Infelizmente, não é só esta editora neste volume que a pobre indústria gráfica brasileira mostra suas deficiências. 

O livro "Baudolino" de Umberto Eco. Li uma boa vintena de vezes a palavra "senão" quando deveria estar escrito "se não".

Quem errou foi a Editora Record em 2001.

terça-feira, 20 de março de 2018

Em busca de uma Tradução para Marcel Proust

Ler Marcel Proust é um prazer.

Descubro que temos um milhão de coisas em comum.

Percebo que ele vê o Mundo e sente as coisas quase como se fosse eu mesmo.

Longe de ser um escritor árido ou erudito, fala comigo com a mesma facilidade que um quadro ou uma música com a qual me identifico de maneira intensa e inexplicável, como uma epifania atrás da outra.

Mas, ai de mim, não sou capaz de ler no original francês. Leio um pouco, entendo quase tudo, mas não falo e, principalmente, não leio com fluência. Assim, a leitura é penosa e incompleta.

Só me resta ler traduções, significando que preciso recorrer às duas disponíveis no Português Brasileiro.



A primeira tradução é de autoria de Mario Quintana (1906 - 1994, gaúcho de Alegrete). Poeta, tradutor e Jornalista brasileiro, único tradutor do À Sombra das Raparigas em Flor e dos outros três primeiros livros de Em Busca do Tempo Perdido. Manuel Bandeira e Carlos Drummond de Andrade também atuaram na tradução dos demais livros de Marcel Proust para a Editora Globo no início dos anos 50.

A outra tradução é recente, feita por Fernando Py (1935, carioca). Poeta, crítico literário e tradutor de toda a obra de Proust.

● DADOS PARA REVISÃO
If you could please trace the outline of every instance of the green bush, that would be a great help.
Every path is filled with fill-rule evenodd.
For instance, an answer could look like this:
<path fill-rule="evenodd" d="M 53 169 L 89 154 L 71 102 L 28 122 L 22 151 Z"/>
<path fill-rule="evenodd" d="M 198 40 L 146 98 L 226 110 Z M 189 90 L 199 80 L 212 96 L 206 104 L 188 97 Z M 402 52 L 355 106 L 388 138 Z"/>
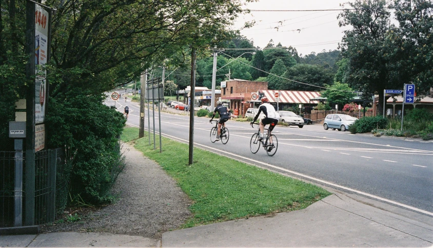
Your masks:
<path fill-rule="evenodd" d="M 356 132 L 361 133 L 371 132 L 375 128 L 385 128 L 387 124 L 388 119 L 381 116 L 364 117 L 353 123 L 356 126 Z"/>
<path fill-rule="evenodd" d="M 71 91 L 70 92 L 73 92 Z M 111 187 L 124 164 L 119 139 L 126 119 L 102 104 L 102 95 L 85 93 L 50 99 L 46 117 L 49 148 L 77 150 L 71 177 L 71 198 L 87 202 L 110 201 Z"/>
<path fill-rule="evenodd" d="M 202 109 L 197 111 L 197 116 L 199 117 L 203 117 L 204 116 L 206 116 L 208 113 L 209 113 L 209 111 Z"/>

● TAREFA PROPOSTA
Retorne, sem nenhuma alteração, a passagem do trecho selecionado que vai de "Ler Marcel Proust" até "fosse eu mesmo.".

● RESULTADO DO EXERCÍCIO
Ler Marcel Proust é um prazer.

Descubro que temos um milhão de coisas em comum.

Percebo que ele vê o Mundo e sente as coisas quase como se fosse eu mesmo.